── TEXTAUSZUG

Lawinen: Ein kleines Gerät kann Verschütteten helfen
Lebendig unter dem Schnee begraben werden: 24 Freiwillige haben das mit sich machen lassen. Bäuchlings liegend und warm angezogen wurden sie 50 Zentimeter tief in den Schnee eingegraben und genauestens überwacht: Geräte erfassten den Sauerstoffgehalt in ihrem Blut, das Atemzugvolumen, ihre Atem- und Herzfrequenz und weitere Werte. Sowohl über Funk als auch durch Ziehen an einem Seil konnten sie signalisieren, wenn sie das Experiment abbrechen wollten.

────
── AUSZÜGE DER EINTRÄGE

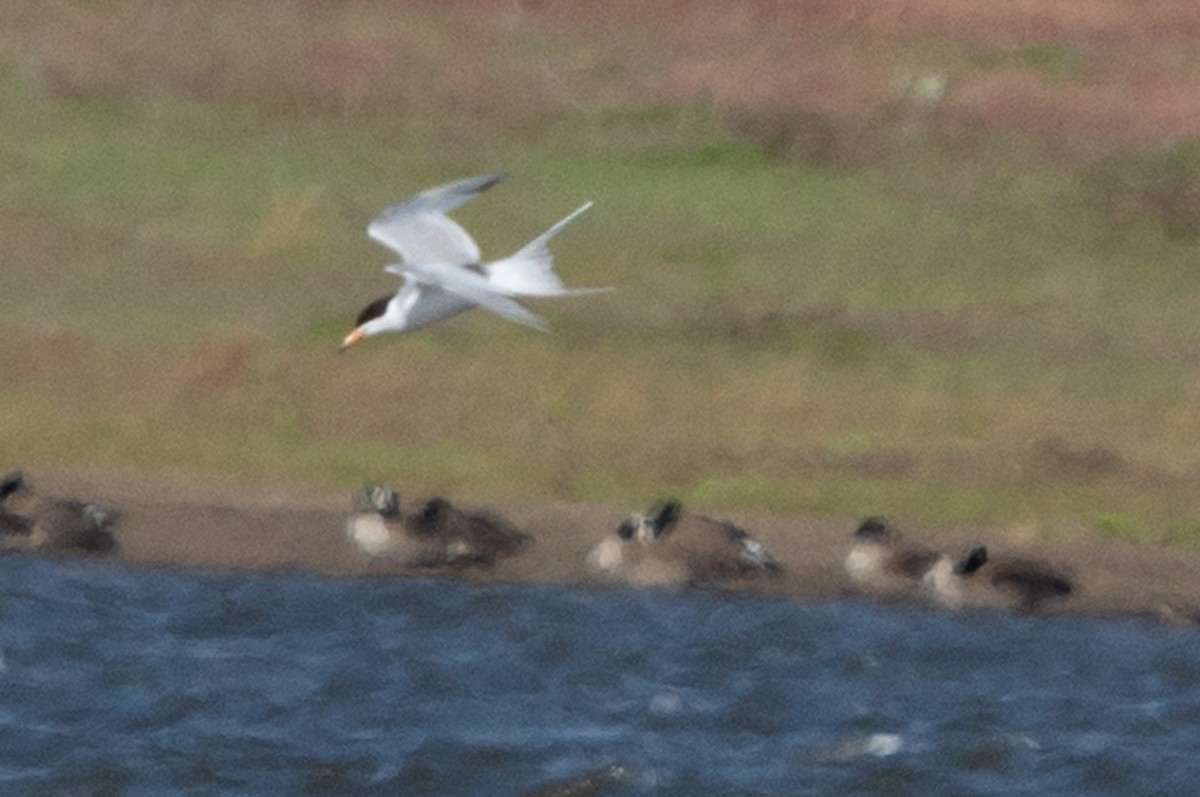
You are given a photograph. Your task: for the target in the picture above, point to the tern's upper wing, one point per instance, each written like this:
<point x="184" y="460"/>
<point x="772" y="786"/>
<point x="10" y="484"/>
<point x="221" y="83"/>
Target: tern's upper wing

────

> ZU ERLEDIGENDE AUFGABEN
1 – Gib aus dem Text über das Lawinenexperiment die Stelle von „Lawinen: Ein kleines“ bis „Experiment abbrechen wollten.“ wortgetreu wieder.
2 – Führe den Text über das Lawinenexperiment im Anschluss an seinen letzten Satz weiter.

> ANTWORTEN JE EINTRAG
1 –
Lawinen: Ein kleines Gerät kann Verschütteten helfen
Lebendig unter dem Schnee begraben werden: 24 Freiwillige haben das mit sich machen lassen. Bäuchlings liegend und warm angezogen wurden sie 50 Zentimeter tief in den Schnee eingegraben und genauestens überwacht: Geräte erfassten den Sauerstoffgehalt in ihrem Blut, das Atemzugvolumen, ihre Atem- und Herzfrequenz und weitere Werte. Sowohl über Funk als auch durch Ziehen an einem Seil konnten sie signalisieren, wenn sie das Experiment abbrechen wollten.

2 –
Das Ziel dieses Versuchs: Die Teilnehmenden sollten ein Gerät testen, das Lawinenopfern halfen soll. Schon nach zehn Minuten sinken in dieser Situation die Überlebenschancen. Etwa 70 Prozent aller Lawinenopfer ersticken innerhalb von 35 Minuten.

Mal lief das Gerät nur zum Schein, mal lief es wirklich
Ein kleines, batteriebetriebenes Gerät namens «Safeback SBX» im Rucksack soll das verhindern. Wird es aktiviert, saugt es Luft aus dem Schnee in der Umgebung an und bläst sie über zwei durchlässige Schläuche, die links und rechts auf den Rucksackträgern montiert sind, wieder aus. Das soll den Verschütteten Zeit verschaffen, in der sie hoffentlich von Rettern gefunden werden. Laut dem Hersteller halten die leistungsstarken Batterien das Gerät selbst bei minus 30 Grad Celsius mindestens 60 Minuten lang in Gang.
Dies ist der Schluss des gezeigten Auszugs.